### Page excerpt

Thursday, August 25, 2011

A Survey of Syntactic Extension Techniques in the Lisp Family of Languages (Part 3)

Last time we talked about the Lisps which use something we might call defmacro-style syntactic extensions (Common Lisp, Emacs Lisp, Clojure, Arc, and things we didn't specifically talk about, like LuSH). The time before that, we talked about dynamically scoped interpreted Lisps with fexprs in which the fact that a piece of code's value is always dynamically defined was exploited to let various run-time approaches to staging execution stand in for macros.

Hopefully, throughout the previous posts, I've impressed upon the reader the importance of scope in all of these discussions. The key reason that picoLisp or newLisp can get away with fexrp-style macros is that code literally means what it says whenever it is you evaluate it. This has some things to recommend it, but these days lexical scope is the biggest rooster in the yard. Lexical scope makes reading and writing code easier and prevents certain kinds of bugs, but it introduces problems with defmacro-style macros, which manipulate code without knowing anything about the lexical contexts associated with variables. What this principally means is that a defmacro-style macro:

  1. Will behave incorrectly if it depends on other macros/special forms whose definitions are changed between its declaration and interpretation.

(Saved entries)

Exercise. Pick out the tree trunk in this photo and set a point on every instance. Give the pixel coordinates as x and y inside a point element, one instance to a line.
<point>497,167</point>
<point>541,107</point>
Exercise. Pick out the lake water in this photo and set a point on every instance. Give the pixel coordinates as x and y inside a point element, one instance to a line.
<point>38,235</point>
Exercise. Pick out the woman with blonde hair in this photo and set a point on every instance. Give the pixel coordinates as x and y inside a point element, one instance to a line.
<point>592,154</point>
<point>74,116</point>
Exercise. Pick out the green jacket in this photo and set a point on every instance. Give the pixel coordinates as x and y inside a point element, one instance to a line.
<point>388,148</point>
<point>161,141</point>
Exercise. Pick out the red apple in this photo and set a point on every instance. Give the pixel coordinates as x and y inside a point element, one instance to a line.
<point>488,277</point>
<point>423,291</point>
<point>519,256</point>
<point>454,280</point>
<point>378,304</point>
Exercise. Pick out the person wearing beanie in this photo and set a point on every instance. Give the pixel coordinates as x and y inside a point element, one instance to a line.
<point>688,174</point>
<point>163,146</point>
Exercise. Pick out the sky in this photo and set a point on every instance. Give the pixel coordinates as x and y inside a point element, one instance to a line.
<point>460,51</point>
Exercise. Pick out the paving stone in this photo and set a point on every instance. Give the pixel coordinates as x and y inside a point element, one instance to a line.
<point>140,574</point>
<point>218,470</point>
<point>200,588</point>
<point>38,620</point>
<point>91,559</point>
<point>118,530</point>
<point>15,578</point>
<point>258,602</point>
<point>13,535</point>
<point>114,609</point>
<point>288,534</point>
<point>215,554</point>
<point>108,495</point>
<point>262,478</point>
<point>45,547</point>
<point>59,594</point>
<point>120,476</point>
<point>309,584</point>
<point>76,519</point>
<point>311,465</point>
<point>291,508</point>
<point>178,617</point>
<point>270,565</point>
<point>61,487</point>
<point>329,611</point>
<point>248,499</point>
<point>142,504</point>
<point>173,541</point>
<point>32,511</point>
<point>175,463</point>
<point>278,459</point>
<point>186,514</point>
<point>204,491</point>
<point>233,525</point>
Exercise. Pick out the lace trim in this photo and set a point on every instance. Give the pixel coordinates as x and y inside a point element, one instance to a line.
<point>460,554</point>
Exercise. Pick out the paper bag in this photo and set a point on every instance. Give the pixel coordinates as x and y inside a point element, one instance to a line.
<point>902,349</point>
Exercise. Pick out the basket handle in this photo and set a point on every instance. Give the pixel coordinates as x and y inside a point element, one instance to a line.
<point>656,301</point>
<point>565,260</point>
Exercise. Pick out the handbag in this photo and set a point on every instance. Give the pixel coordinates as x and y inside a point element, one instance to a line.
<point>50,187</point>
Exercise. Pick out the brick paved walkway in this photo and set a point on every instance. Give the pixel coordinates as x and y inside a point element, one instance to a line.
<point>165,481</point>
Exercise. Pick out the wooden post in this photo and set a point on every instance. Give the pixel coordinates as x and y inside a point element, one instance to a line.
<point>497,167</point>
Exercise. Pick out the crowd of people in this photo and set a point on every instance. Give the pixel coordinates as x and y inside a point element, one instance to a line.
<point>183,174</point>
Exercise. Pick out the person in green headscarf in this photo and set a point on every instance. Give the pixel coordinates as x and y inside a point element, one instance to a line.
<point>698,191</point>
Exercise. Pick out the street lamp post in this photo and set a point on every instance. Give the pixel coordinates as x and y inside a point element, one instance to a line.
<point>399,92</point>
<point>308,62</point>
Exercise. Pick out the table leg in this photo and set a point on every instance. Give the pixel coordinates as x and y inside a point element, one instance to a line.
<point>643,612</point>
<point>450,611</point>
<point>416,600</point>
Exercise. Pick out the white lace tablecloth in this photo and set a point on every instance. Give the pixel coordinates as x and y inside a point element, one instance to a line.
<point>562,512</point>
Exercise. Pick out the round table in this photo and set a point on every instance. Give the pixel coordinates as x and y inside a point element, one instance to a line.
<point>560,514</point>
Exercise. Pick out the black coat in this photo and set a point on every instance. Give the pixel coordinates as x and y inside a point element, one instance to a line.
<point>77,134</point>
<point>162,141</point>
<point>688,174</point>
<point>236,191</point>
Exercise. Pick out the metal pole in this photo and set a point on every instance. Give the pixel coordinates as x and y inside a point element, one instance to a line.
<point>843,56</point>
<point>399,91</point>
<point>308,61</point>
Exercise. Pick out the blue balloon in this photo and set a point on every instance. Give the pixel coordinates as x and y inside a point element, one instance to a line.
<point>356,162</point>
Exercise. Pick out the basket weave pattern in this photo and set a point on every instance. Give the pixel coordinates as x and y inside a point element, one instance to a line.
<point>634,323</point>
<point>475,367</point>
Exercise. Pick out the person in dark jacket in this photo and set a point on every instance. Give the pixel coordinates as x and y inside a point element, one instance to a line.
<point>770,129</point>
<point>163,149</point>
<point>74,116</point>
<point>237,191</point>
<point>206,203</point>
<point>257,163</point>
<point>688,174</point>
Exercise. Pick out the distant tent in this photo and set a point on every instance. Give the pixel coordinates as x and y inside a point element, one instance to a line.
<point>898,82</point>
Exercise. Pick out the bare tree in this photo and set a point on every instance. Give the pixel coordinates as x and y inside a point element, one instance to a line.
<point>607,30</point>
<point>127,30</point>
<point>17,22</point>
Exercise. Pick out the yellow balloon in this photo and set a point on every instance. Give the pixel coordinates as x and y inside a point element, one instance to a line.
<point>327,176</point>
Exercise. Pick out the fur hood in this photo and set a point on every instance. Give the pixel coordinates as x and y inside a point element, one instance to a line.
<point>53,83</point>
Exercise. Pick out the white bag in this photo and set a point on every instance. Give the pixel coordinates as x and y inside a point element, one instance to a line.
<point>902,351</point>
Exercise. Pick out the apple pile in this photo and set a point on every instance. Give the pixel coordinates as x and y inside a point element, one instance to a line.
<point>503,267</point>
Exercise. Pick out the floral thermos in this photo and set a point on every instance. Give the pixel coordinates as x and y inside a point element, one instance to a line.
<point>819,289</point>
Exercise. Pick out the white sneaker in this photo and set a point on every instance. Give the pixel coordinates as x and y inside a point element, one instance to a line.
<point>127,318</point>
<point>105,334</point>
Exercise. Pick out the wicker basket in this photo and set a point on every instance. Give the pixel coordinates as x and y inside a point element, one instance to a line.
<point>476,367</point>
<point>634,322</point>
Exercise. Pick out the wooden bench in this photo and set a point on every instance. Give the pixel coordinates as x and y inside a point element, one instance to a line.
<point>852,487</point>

### Prompt
Carry on the post about syntactic extension techniques in Lisp languages, starting right after its final sentence.

### The output
  2. Can introduce symbol-bindings which unexpectedly shadow symbol bindings in expanded sub-forms.

In Lisps with defmacro style macros, 1 is kind of dealt with by having separate namespaces - generally, one just hopes that people won't often redefine macros and, if they do, they will do so in their own namespace. Macros implicitly invoked by a macro expansion will hopefully or by design expand into package-qualified symbols, which we trust the user not to clobber without knowing what she is doing.

Point 2 is dealt with by generating symbols during macro expansion which are guaranteed (under most circumstances) to be unique from any other symbols which are in use. This gives macros a means of expanding into code which references its own private variables without any concern of clobbering some bindings unexpectedly.

If we restrict our attention to regular old Lisp code, without macros, in a lexical Lisp, we might begin to think that syntactic extensions are kind of lacking when compared to other kinds of kinds of things with names. Of course, we can't pass syntactic extension tokens around at run time or anything like that but we might want them to behave in a way a little more like variables. That is, we want them to obey reasonable scoping relationships. In a lexically scoped language, for instance:

(let ((x 10)) (lambda (y) (+ x y)))

The x inside the lambda will always refer to the x bound in the enclosing let expression. If you want to check the value of an expression that uses that lambda, you don't have to understand the whole history of the symbol x throughout the program. You just need to know the value passed in (y), and then go look at the lexical context of the lambda to see what x is.

What if we could invent a macro system where this was true of macros? Where the meaning of a macro could be determined by looking at the inputs at the location of macro expansion, but then only look at the macro definition, and its lexical context, to understand what the expansion means?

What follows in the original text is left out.